_Record list_
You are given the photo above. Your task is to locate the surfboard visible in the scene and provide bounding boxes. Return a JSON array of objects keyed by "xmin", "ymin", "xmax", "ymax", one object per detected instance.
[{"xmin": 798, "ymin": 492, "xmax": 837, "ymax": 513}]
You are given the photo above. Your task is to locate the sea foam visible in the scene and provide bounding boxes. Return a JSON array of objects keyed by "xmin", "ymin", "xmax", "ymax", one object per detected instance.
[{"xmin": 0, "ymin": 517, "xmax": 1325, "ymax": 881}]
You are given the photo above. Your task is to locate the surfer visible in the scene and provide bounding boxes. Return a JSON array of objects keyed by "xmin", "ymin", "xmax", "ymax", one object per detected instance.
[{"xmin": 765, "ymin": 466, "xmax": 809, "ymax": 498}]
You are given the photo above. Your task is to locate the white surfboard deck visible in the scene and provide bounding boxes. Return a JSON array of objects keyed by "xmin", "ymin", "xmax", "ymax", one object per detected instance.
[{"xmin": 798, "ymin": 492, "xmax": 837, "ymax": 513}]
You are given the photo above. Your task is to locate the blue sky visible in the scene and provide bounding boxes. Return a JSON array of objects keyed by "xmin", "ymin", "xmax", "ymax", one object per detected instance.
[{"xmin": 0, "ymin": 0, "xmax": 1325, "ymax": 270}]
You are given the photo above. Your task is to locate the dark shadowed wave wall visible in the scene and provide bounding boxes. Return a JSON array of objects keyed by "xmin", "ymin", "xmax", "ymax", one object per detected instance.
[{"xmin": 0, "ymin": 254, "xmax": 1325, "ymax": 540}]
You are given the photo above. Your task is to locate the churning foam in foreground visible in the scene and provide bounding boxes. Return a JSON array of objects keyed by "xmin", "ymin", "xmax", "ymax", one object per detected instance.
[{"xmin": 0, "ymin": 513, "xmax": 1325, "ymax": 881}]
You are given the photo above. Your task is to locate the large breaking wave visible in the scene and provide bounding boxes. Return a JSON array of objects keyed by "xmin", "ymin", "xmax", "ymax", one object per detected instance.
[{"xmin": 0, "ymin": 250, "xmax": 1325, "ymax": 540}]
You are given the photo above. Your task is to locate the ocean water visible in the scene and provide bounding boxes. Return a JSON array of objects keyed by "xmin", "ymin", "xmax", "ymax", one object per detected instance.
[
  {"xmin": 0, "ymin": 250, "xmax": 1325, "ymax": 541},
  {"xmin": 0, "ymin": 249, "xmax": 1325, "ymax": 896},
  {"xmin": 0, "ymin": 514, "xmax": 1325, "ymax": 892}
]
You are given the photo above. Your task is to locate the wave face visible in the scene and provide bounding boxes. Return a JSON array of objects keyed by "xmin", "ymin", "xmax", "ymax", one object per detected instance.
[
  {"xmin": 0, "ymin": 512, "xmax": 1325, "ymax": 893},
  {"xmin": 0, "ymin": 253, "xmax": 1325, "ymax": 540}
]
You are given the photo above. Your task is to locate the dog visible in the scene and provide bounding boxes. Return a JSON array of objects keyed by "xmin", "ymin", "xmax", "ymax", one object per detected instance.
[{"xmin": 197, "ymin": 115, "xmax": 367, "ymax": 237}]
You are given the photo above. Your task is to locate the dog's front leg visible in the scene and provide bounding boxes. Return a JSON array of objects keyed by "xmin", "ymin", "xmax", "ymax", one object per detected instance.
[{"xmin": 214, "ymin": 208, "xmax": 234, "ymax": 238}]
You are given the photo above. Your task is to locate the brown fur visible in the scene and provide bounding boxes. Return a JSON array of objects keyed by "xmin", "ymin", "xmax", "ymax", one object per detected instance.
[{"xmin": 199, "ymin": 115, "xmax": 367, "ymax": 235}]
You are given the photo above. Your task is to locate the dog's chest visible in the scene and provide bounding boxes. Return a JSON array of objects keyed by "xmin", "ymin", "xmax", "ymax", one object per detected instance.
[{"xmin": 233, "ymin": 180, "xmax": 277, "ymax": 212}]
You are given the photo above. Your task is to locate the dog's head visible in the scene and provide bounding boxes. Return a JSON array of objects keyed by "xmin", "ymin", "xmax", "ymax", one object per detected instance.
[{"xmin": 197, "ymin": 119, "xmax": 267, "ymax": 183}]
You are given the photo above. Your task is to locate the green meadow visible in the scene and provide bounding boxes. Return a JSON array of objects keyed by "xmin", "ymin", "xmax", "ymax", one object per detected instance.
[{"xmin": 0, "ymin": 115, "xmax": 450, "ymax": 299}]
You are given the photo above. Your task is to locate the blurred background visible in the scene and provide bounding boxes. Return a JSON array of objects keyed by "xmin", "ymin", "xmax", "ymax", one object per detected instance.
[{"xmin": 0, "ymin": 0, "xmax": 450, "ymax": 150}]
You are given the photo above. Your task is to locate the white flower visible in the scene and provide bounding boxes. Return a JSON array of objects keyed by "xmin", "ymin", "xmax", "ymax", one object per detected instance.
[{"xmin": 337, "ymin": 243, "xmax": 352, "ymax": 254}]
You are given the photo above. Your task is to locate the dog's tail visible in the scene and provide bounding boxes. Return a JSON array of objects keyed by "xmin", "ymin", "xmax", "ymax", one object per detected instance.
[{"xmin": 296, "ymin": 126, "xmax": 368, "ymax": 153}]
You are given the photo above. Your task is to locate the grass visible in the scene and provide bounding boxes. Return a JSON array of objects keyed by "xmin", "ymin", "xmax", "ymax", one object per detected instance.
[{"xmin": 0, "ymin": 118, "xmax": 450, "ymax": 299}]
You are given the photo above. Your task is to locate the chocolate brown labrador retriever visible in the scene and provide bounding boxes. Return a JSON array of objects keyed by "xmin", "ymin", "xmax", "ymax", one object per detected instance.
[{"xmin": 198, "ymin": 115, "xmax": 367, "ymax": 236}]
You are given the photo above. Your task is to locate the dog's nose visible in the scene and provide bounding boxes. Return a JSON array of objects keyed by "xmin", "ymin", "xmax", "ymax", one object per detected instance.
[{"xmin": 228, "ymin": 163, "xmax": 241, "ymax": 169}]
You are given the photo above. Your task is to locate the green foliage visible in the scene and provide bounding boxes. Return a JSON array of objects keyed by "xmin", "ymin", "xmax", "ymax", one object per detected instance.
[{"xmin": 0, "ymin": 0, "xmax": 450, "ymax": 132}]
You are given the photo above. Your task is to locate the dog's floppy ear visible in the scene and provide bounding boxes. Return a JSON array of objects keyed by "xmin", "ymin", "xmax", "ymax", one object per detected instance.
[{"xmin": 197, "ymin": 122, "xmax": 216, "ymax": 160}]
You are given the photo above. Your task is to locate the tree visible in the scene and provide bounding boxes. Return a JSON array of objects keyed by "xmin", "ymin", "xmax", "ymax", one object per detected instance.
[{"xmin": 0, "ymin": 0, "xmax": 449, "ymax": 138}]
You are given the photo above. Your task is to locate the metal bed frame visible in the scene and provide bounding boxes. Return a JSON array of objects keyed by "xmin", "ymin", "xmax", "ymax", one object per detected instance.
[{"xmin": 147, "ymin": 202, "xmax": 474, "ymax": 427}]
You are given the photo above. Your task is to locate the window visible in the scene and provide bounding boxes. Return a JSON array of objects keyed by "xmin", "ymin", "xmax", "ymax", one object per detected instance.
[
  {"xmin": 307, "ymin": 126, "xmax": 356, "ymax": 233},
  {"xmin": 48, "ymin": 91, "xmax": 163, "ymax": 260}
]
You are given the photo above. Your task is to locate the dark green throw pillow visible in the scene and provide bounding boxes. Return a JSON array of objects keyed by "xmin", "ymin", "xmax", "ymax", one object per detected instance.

_Exercise objective_
Pull out every line of the material above that contains the string "window", matching case exactly, and list those lines in their original order.

_Reply_
You are given the photo above. Your task is to locate the window visible in the scene and provide bounding boxes. Return a JSON array of objects keyed by "xmin", "ymin", "xmax", "ymax", one object per detected instance.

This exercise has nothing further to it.